YOUR ASSIGNMENT: Take the records underneath and set them down exactly.

BEGIN INFORMATION SUPPLIED

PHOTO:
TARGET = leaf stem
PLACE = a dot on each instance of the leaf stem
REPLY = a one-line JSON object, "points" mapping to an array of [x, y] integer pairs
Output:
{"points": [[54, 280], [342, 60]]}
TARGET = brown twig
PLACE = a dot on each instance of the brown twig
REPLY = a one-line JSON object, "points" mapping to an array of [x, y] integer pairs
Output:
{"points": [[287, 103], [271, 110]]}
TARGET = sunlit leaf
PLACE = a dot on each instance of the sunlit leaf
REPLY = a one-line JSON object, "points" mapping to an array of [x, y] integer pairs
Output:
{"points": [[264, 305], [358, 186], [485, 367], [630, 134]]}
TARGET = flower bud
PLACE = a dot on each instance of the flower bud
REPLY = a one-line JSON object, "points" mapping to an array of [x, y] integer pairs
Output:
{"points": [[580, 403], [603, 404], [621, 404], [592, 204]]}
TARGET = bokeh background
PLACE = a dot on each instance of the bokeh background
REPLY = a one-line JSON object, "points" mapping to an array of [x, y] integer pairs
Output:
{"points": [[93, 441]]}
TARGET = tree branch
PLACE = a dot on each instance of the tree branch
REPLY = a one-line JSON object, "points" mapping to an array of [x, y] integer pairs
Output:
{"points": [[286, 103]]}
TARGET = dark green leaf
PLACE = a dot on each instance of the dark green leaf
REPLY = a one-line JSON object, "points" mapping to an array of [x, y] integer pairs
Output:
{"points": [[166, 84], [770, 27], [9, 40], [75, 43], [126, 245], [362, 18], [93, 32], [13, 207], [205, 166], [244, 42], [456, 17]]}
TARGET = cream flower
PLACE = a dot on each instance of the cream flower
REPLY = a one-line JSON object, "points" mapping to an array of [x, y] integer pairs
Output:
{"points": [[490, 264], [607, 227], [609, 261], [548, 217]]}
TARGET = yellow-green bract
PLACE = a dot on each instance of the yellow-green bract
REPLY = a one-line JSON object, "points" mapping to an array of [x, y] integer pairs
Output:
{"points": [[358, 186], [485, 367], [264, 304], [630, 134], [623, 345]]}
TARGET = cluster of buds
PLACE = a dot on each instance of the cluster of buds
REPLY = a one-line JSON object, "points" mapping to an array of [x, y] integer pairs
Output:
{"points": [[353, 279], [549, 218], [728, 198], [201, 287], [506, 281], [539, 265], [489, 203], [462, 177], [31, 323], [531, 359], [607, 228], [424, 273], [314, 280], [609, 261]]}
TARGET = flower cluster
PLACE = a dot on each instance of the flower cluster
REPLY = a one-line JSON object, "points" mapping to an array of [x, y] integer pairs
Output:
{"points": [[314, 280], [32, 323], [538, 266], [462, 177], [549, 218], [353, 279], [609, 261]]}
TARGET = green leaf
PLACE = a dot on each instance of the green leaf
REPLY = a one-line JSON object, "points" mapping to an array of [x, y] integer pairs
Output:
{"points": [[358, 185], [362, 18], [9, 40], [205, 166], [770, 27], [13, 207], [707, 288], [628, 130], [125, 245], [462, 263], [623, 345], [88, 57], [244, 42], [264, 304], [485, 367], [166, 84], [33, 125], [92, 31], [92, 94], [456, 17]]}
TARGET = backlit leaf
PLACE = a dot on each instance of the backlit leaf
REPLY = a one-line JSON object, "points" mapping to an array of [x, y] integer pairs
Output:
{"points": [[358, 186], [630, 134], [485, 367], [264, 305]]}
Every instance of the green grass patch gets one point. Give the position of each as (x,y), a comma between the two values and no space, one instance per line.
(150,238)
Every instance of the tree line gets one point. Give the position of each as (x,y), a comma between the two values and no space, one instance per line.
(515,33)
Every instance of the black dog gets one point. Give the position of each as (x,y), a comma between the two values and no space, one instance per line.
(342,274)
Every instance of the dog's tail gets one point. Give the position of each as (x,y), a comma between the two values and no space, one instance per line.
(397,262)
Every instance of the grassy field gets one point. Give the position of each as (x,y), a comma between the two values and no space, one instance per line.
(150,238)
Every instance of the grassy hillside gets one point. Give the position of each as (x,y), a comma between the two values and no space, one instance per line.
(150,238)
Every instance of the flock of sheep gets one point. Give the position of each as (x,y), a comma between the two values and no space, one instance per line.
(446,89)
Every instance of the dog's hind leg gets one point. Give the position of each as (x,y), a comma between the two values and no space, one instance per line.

END INFORMATION SUPPLIED

COMPLETED TASK:
PHOTO:
TARGET = leaf stem
PLACE = a dot on each instance of the leaf stem
REPLY = a one-line JSON object, "points" mapping to an array of [x, y] integer pairs
Output:
{"points": [[54, 280], [342, 60]]}
TARGET = brown twig
PLACE = a dot on each instance of the brown twig
REPLY = a one-line JSON object, "points" mapping to an array of [x, y] integer pairs
Output:
{"points": [[287, 103], [271, 110]]}
TARGET = sunlit leaf
PLACE = a dot on each instance of the sunlit leaf
REPLY = a one-line JSON object, "points" mapping to an array of [x, y] integer pairs
Output:
{"points": [[264, 305], [358, 186], [485, 367], [630, 134]]}
TARGET = flower bud
PLACE = a dot on each instance of the flower bud
REPLY = a one-line JSON object, "points" mapping to an array of [x, y] integer pairs
Output:
{"points": [[580, 403], [603, 404], [621, 404], [592, 204]]}
TARGET = bokeh background
PLACE = a dot on each instance of the bokeh background
REPLY = a one-line JSON object, "points" mapping to an array of [x, y] integer pairs
Output:
{"points": [[93, 441]]}
TARGET = tree branch
PLACE = a dot on each instance of the tree branch
REPLY = a one-line JSON object, "points" mapping to an array of [x, y] integer pairs
Output:
{"points": [[286, 103]]}
TARGET = dark green leaf
PLACE = a dot on each instance of the dark green leaf
REPLY = a one-line JSON object, "points" mapping to an array of [x, y] integer pairs
Output:
{"points": [[166, 84], [770, 27], [9, 40], [75, 43], [126, 245], [362, 18], [93, 32], [13, 207], [205, 166], [244, 42], [456, 17]]}
TARGET = cream flower
PLACE = a dot on each instance of the cream flower
REPLY = a one-line JSON object, "points" mapping to an array of [x, y] integer pairs
Output:
{"points": [[490, 264], [607, 227], [609, 261], [548, 217]]}
TARGET = yellow-green bract
PLACE = a dot on each instance of the yellow-green bract
REPLY = a one-line JSON object, "points" mapping to an array of [x, y] integer pairs
Output:
{"points": [[358, 186], [485, 367], [264, 304], [630, 134], [623, 345]]}
TARGET = cluster of buds
PLACE = a dot on each instance of the cluster of buds
REPLY = a one-line JSON object, "points" mapping to an array of [x, y] integer pairs
Output:
{"points": [[353, 279], [549, 218], [728, 198], [201, 287], [506, 281], [539, 265], [489, 203], [462, 177], [31, 323], [531, 359], [607, 228], [424, 273], [314, 280], [609, 261]]}
TARGET = flower cluster
PLACE = a dot on each instance of the flower cluster
REPLY = a one-line JSON object, "points" mapping to an array of [x, y] integer pairs
Output:
{"points": [[314, 280], [32, 323], [538, 266], [462, 177], [549, 218], [353, 279], [609, 261]]}
TARGET = green leaf
PLACE = a dot on each instance of the green leaf
REPLY = a one-line JSON object, "points" mapping to an array of [x, y] integer pairs
Output:
{"points": [[358, 185], [362, 18], [9, 40], [205, 166], [770, 27], [13, 207], [707, 288], [628, 130], [125, 245], [462, 263], [623, 345], [88, 57], [244, 42], [264, 304], [485, 367], [166, 84], [33, 125], [92, 31], [92, 94], [456, 17]]}
TARGET = backlit leaf
PLACE = a dot on each instance of the backlit leaf
REPLY = a one-line JSON object, "points" mapping to an array of [x, y] integer pairs
Output:
{"points": [[358, 186], [630, 134], [485, 367], [264, 305]]}
Every instance of the green grass patch gets one point. Give the position of each as (x,y), a comma between the two values and no space, one instance per line.
(150,238)
Every instance of the tree line gets one point. Give the position of each as (x,y), a comma between the two values and no space, one instance per line.
(515,33)
Every instance of the black dog gets one point. Give the position of each as (x,y), a comma between the two values and no space, one instance per line.
(342,274)
Every instance of the dog's tail gets one point. Give the position of each as (x,y), a comma between the two values and no space, one instance per line.
(397,262)
Every instance of the grassy field gets one point. Give the position of each as (x,y), a comma between the two values and no space, one instance per line.
(150,238)
Every instance of the grassy hillside gets one point. Give the position of each as (x,y), a comma between the two values and no space, one instance per line.
(150,238)
Every instance of the flock of sheep gets one point. Give the position of each as (x,y), a comma between the two values and no space, one instance per line.
(446,89)
Every instance of the dog's hind leg gets one point. Give the position of each as (x,y), a comma between the two values and no space, one instance per line.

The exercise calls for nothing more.